PÁGINA →
----------

Terminarte en la cara: De Michel Foucault a Alejandro Cañer

Dicen que masturbarse luego de tomar agua de coco o guarapo suscita que el semen brote dulce y abundante; aunque soy de la teoría de que, sin una buena imagen de provocación y lujuria, la paja es simplemente un desperdicio, por mucho jugo de caña que abone sustancia al escroto. 

Pero de esto es complejo hablar en la mayoría de los circuitos sociales de la Cuba que corre; la estructura conservadora y sentenciosa que nos inunda lo impide. Este sesgo, patológico en algunos estratos, problematiza el simple transitar discursivo en torno a la tarea del decir, que en su sentido más aglutinador se trastoca en arte.

Por eso me inquieta el pensar que, si el arte es una provocación en su forma más estricta, y la plasticidad sexual es una necesidad deleitosa para el cuerpo, así como sus ideas, ¿cómo puede haber reservas al comentarlas, confrontarlas y extenderlas como bien público? ¿Puede ser escandaloso, en una sociedad tan caliente, sexual y sexualizada, la idea de compartir fetichesintrigas de cama o cuestiones húmedas y genitales? 

Esto, por supuesto, sin caer en la machanguería redundante y vomitiva ni en los trucos de farándula. Hablo del intercambio sexual —de fluidos, experiencias o puntos de vista— como prestaciones culturales, como savia compartida.

----------

ENUNCIADO 1 → Según el ensayo sobre la sexualidad en Cuba, ¿qué impide hablar de estos temas en la mayoría de los circuitos sociales del país?
ENUNCIADO 2 → Continúe el ensayo sobre la sexualidad en Cuba a partir de la última oración.

----------

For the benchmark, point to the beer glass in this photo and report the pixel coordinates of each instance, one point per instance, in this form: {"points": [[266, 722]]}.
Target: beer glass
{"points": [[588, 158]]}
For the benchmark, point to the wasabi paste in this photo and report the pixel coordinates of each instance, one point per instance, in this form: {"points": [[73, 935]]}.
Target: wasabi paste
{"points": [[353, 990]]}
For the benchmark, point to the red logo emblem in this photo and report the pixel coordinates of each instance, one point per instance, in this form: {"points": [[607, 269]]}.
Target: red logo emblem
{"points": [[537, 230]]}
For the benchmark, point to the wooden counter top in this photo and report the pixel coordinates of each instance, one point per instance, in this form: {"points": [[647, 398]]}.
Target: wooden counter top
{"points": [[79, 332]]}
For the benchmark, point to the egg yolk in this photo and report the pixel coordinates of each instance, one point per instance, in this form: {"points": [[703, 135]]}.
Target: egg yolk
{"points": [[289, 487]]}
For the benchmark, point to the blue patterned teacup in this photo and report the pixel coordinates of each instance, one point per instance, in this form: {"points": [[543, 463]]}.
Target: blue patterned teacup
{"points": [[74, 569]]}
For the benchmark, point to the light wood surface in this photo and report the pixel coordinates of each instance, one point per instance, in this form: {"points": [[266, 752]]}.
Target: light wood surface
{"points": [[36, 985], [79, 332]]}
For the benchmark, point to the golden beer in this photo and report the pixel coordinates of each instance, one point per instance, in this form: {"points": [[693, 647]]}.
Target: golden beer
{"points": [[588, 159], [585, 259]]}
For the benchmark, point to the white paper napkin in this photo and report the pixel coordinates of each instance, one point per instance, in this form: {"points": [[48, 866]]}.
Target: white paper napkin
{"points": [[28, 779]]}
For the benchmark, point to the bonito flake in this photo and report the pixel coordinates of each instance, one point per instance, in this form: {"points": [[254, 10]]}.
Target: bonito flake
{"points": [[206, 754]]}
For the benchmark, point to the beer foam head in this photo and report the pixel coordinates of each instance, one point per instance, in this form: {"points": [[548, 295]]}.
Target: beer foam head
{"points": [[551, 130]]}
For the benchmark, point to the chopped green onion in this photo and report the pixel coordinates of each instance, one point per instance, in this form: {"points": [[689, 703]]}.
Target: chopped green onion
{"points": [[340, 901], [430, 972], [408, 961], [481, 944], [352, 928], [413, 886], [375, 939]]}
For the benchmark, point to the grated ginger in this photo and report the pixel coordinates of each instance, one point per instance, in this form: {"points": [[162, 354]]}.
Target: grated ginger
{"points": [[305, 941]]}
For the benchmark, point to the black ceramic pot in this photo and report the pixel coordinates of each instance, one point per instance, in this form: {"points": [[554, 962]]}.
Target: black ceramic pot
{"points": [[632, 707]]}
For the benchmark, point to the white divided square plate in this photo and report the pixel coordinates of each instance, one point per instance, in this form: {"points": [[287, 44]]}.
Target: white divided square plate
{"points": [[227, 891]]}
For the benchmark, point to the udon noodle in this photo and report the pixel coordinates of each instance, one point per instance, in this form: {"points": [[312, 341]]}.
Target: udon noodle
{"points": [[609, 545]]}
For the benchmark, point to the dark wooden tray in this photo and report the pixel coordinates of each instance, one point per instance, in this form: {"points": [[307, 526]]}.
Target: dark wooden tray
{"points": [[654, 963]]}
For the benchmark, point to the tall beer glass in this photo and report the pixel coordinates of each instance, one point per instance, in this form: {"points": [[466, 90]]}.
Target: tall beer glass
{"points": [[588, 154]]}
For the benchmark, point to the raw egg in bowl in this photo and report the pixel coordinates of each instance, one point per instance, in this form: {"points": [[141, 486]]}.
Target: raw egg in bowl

----------

RESPUESTA CORRECTA 1 → La estructura conservadora y sentenciosa que inunda la sociedad.

RESPUESTA CORRECTA 2 →
La supresión de una inmediata libertad, en este caso una libertad de expresión sexual, va determinada principalmente por cómo se manejan las esferas de poder en la sociedad y de qué forma una acción liberadora y placentera —como lo es el sexo— descoloca una serie de determinismos dogmáticos que impone el orden social. Este último instaurado desde una élite específica que en la mayoría de los casos deshumaniza en pos de satisfacer necesidades productivas y mercantiles, como bien aclaraba Michel Foucault. 

Señalaría también Foucault que:

si a partir de la edad clásica la represión ha sido, por cierto, el modo fundamental de relación entre poder, saber y sexualidad, no es posible liberarse sino a un precio considerable: haría falta nada menos que una trasgresión de las leyes, una anulación de las prohibiciones, una irrupción de la palabra, una restitución del placer a lo real y toda una nueva economía en los mecanismos del poder; pues el menor fragmento de verdad está sujeto a condición política.[1]

Entonces, aquí entendemos el sexo como un saber estrictamente político, vinculado, inequívocamente, a una estructura de poder que regula condiciones de vida, divisas culturales, y que a la vez sugestiona, a la hora de asimilar su entorno, al individuo.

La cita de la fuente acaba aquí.